- [Exercise requirements]: Copy out every one of the items below word for word, omitting the pictures.

(Image annotation data)
_ _ _

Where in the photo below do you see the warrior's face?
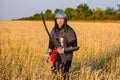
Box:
[56,17,65,28]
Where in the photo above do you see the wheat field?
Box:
[0,21,120,80]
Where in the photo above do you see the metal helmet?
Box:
[55,9,66,19]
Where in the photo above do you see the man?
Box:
[46,10,79,80]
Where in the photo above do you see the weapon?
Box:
[41,12,63,48]
[41,12,79,51]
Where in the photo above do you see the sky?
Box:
[0,0,120,20]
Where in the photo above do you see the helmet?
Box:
[55,9,66,19]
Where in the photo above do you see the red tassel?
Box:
[50,48,57,68]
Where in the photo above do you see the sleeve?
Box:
[46,30,55,56]
[67,28,77,47]
[64,28,79,52]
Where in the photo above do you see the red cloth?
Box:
[50,48,57,67]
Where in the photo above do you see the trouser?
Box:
[52,60,71,80]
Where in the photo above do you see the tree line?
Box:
[18,3,120,20]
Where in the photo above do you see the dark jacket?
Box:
[47,25,77,62]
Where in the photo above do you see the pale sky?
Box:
[0,0,120,20]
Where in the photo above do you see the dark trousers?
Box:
[52,61,71,80]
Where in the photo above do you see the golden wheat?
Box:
[0,21,120,80]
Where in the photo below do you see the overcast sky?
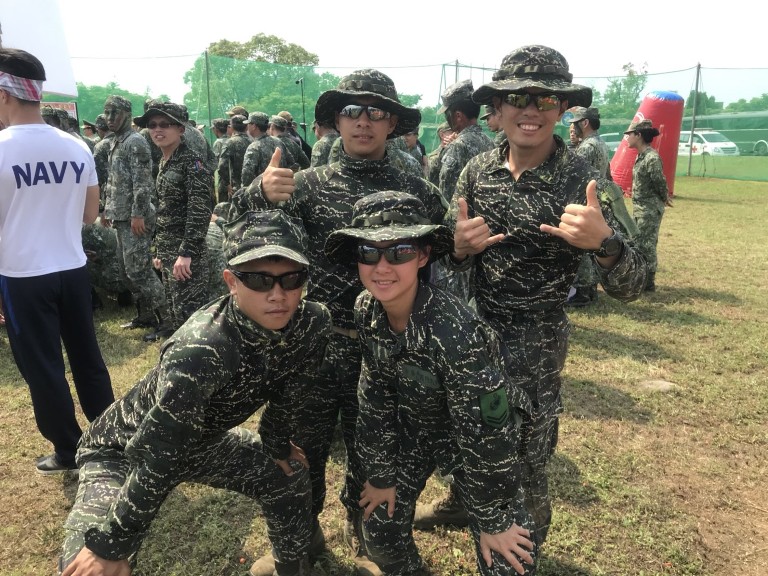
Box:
[10,0,768,105]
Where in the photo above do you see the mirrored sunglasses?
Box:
[229,268,309,292]
[357,244,419,266]
[339,104,392,122]
[503,92,560,112]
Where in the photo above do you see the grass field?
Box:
[0,178,768,576]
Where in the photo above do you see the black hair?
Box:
[0,48,46,81]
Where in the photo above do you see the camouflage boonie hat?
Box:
[269,116,288,130]
[223,210,309,266]
[478,104,496,120]
[568,106,600,124]
[315,68,421,138]
[95,114,109,131]
[226,106,248,118]
[244,112,269,128]
[133,100,187,128]
[211,118,229,132]
[472,44,592,106]
[325,190,453,264]
[437,80,475,114]
[104,94,133,112]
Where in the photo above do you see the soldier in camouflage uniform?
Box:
[268,116,309,171]
[218,114,252,202]
[133,101,213,341]
[102,95,168,338]
[243,112,299,192]
[416,45,646,545]
[565,106,637,307]
[309,120,339,167]
[233,69,446,576]
[60,211,331,576]
[624,118,670,292]
[325,191,534,576]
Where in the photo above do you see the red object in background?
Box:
[611,92,685,196]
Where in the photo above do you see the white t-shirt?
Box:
[0,124,98,278]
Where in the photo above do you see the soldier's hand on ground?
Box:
[61,548,131,576]
[275,442,309,476]
[453,198,506,260]
[173,256,192,281]
[358,480,397,520]
[131,218,147,236]
[480,524,533,574]
[261,148,296,204]
[540,180,613,250]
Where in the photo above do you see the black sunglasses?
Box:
[357,244,419,266]
[229,268,309,292]
[339,104,392,122]
[503,92,561,112]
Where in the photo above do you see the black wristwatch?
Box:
[593,230,624,258]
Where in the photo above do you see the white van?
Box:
[677,128,739,156]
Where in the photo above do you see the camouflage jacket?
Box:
[233,150,447,329]
[355,283,531,534]
[576,132,610,177]
[438,124,493,202]
[77,295,330,559]
[632,146,669,213]
[155,142,213,258]
[219,132,251,192]
[309,131,339,167]
[104,130,154,221]
[445,136,646,319]
[242,134,298,191]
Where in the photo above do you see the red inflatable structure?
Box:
[611,92,684,196]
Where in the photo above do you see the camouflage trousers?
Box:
[157,248,211,330]
[59,428,311,570]
[634,204,664,284]
[487,309,570,547]
[362,447,536,576]
[112,220,166,323]
[294,333,364,518]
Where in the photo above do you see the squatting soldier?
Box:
[325,191,533,575]
[60,211,331,576]
[133,102,213,341]
[219,114,251,202]
[233,69,446,576]
[309,120,339,166]
[102,95,168,338]
[624,118,671,292]
[565,106,637,307]
[416,45,646,546]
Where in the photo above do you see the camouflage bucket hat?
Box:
[224,210,309,266]
[568,106,600,124]
[133,102,187,128]
[472,44,592,106]
[315,68,421,138]
[437,80,475,114]
[325,190,453,264]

_ _ _

- [Worked answer]:
Where in the photo below do you see the warrior's face?
Box:
[56,17,65,28]
Where in the photo above do you see the wheat field?
Box:
[0,21,120,80]
Where in the photo above do you see the metal helmet?
Box:
[55,9,66,19]
Where in the photo above do you see the man?
Box:
[46,10,79,80]
Where in the photo above do you see the weapon?
Box:
[41,12,63,48]
[41,12,79,51]
Where in the photo above do you see the sky?
Box:
[0,0,120,20]
Where in the photo above do you see the helmet?
Box:
[55,9,66,19]
Where in the photo above do you see the red tassel?
Box:
[50,48,57,68]
Where in the photo above do you see the sleeve?
Box:
[46,30,55,56]
[67,28,77,47]
[64,28,79,52]
Where in the photo above do you see the red cloth?
Box:
[50,48,57,67]
Where in the photo above do you see the trouser?
Box:
[52,60,71,80]
Where in the photo above do you see the tree line?
Box:
[18,3,120,20]
Where in the photo above do you see the dark jacket?
Box:
[47,25,77,62]
Where in the photo above do you see the pale sky?
Box:
[0,0,120,20]
Where in the photo above do you see the dark trousers?
Box:
[52,61,71,80]
Where in the photo above do you see the golden wheat?
Box:
[0,21,120,80]
Where in the photo below do you see the overcast sky?
Box:
[10,0,768,105]
Where in the photo above do you see the mirrored sunglasses?
Box:
[229,268,309,292]
[357,244,419,266]
[339,104,392,122]
[503,92,560,112]
Where in the photo above do you see the grass field?
Box:
[0,178,768,576]
Where in the photo above do you see the black hair?
Box:
[0,48,46,81]
Where in the photo above do you see the camouflage boonie hat?
Box:
[269,116,288,130]
[223,210,309,266]
[478,104,496,120]
[568,106,600,124]
[315,68,421,138]
[95,114,109,131]
[226,106,248,118]
[244,112,269,128]
[133,100,187,128]
[211,118,229,132]
[472,44,592,106]
[325,190,453,264]
[437,80,475,114]
[104,94,133,112]
Where in the photo above do you see the soldier in camouflage uniform?
Box:
[268,116,309,171]
[218,114,252,202]
[133,101,213,341]
[102,95,168,338]
[243,112,299,192]
[416,45,646,545]
[565,106,637,307]
[309,120,339,167]
[233,69,446,576]
[60,211,331,576]
[624,118,670,292]
[325,191,534,576]
Where in the photo above do you see the red object in background?
Box:
[611,92,685,196]
Where in the photo above do you see the white t-shirt?
Box:
[0,124,98,278]
Where in the photo above do you see the soldier's hand on ground?
Box:
[61,548,131,576]
[275,442,309,476]
[453,198,506,260]
[173,256,192,281]
[358,480,397,520]
[131,218,147,236]
[480,524,533,574]
[261,148,296,204]
[540,180,613,250]
Where in the photo above do you see the black sunglasses?
Box:
[357,244,419,266]
[229,268,309,292]
[339,104,392,122]
[503,92,561,112]
Where in the photo above do you see the black wristwatch?
Box:
[593,230,624,258]
Where in the photo above do you see the white van?
Box:
[677,128,739,156]
Where in the photo above do you see the camouflage jacket?
Box:
[233,150,447,329]
[355,283,531,534]
[576,132,610,177]
[438,124,493,202]
[77,295,330,559]
[632,146,669,213]
[155,142,213,258]
[219,132,251,192]
[309,131,339,167]
[104,130,154,221]
[445,136,646,319]
[242,134,298,191]
Where in the photo above do you see the red inflatable structure?
Box:
[611,92,684,196]
Where in the photo above do you see the camouflage trousers?
Box:
[157,248,211,330]
[59,428,311,570]
[634,204,664,284]
[487,309,570,547]
[362,447,536,576]
[112,220,166,323]
[294,333,364,518]
Where in the photo above do you see the squatting soldier?
Box:
[325,191,533,575]
[60,211,331,576]
[133,102,213,341]
[219,114,251,202]
[233,69,446,576]
[309,120,339,166]
[102,95,168,338]
[624,118,671,292]
[565,106,637,307]
[416,45,646,546]
Where in the photo above do you see the camouflage bucket hat?
Box:
[224,210,309,266]
[568,106,600,124]
[133,102,187,128]
[472,44,592,106]
[315,68,421,138]
[437,80,475,114]
[325,190,453,264]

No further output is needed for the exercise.